Write out precisely the lines beginning with the line that contains "Reviewer note: confirm that every instance of the hillside" and ending with the last line of the entries, and no other lines.
=====
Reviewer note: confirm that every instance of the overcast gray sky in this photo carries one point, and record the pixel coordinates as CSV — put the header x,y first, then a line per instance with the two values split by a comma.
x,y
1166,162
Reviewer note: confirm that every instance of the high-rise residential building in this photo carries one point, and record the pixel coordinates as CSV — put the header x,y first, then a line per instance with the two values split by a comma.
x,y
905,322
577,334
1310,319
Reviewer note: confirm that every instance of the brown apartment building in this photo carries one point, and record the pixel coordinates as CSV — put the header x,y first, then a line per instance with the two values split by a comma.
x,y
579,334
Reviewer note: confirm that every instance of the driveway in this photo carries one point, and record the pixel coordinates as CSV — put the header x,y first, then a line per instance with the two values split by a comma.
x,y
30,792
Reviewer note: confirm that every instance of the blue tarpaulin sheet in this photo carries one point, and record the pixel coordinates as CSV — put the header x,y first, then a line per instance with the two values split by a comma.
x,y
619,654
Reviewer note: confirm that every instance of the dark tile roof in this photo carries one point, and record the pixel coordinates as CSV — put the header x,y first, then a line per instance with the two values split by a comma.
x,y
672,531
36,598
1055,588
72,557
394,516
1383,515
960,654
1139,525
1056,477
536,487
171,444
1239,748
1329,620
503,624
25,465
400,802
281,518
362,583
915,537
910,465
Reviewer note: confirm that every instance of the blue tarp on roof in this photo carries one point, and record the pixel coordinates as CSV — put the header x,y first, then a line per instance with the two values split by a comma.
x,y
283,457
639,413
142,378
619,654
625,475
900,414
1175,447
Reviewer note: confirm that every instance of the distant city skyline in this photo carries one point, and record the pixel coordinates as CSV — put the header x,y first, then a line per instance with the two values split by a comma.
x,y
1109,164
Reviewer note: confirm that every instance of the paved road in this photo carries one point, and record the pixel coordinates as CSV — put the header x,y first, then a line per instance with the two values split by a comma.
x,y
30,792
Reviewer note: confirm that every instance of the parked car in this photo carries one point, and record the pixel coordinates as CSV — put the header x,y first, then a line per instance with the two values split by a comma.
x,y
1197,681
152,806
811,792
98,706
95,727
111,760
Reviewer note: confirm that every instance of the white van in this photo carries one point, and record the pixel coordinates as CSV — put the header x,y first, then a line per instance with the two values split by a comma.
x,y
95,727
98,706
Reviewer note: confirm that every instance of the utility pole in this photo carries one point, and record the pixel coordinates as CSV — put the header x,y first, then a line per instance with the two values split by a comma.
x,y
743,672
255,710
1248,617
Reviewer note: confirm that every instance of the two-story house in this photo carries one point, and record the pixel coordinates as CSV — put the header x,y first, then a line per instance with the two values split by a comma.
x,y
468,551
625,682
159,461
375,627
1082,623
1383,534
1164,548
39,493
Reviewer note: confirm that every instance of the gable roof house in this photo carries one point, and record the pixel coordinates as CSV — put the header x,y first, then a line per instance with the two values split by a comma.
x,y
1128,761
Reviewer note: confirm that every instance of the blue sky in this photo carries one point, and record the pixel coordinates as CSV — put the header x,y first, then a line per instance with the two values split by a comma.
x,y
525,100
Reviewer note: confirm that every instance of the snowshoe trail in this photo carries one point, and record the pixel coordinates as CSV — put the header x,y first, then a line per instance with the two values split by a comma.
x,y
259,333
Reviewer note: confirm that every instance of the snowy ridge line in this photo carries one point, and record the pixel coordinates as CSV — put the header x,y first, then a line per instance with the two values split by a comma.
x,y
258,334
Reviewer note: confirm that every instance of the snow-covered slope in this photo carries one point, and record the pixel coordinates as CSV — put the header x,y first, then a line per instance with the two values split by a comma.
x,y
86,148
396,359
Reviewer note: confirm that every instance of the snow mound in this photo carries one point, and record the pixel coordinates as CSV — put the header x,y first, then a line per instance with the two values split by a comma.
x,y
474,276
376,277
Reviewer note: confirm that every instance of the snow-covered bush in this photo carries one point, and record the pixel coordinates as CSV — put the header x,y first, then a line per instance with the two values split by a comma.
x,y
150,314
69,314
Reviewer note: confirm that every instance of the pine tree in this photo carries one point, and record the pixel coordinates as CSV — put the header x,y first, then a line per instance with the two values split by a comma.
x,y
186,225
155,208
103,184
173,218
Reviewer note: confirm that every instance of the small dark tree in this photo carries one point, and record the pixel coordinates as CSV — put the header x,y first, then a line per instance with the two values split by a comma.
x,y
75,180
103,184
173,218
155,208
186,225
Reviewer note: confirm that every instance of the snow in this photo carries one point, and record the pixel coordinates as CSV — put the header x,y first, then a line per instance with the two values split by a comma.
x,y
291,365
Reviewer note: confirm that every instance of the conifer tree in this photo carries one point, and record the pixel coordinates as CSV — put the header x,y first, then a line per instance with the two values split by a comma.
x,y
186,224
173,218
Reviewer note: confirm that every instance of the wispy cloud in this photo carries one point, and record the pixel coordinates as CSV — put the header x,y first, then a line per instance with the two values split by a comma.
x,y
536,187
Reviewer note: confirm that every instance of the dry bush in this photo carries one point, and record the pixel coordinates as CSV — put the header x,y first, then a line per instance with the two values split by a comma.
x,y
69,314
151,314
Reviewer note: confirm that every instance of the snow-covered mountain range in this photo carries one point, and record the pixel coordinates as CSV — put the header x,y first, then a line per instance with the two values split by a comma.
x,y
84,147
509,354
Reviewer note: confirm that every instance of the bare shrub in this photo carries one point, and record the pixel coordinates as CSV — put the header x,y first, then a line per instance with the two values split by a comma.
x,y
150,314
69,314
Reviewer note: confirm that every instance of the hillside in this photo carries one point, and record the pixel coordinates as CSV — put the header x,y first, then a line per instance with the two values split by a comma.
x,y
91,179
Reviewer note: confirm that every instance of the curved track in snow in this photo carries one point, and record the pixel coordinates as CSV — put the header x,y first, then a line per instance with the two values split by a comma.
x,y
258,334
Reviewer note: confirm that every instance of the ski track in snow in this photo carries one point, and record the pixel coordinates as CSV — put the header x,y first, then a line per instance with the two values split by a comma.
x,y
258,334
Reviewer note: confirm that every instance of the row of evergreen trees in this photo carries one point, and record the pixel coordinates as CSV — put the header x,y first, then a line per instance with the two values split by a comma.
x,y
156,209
=====
RESPONSE FOR THIS EXERCISE:
Reviewer note: confirm that every instance of the hillside in this photo carries one point, and record the pixel coordinates as CSV — put the header x,y first, then a line per instance with the two values split by a comma.
x,y
91,179
Reviewer note: confirm that every instance of the curved track in snow in this photo carries one point, and record the pixel coordinates as CSV — put the header x,y first, then a line per instance with the two values split by a comma.
x,y
258,334
Reviewer note: confirm that every instance of the ski track in snow in this photo carries one point, and record the pixel coordinates as CSV — put the header x,y first, then a line per instance with the two values split by a comma.
x,y
258,334
Reviewer note: confirm that every instance of the row of evergreen trees in this photo carries one point, and record the pixel coordinates as CSV — put the header x,y first, then a line per instance with the two values split by a comma.
x,y
156,209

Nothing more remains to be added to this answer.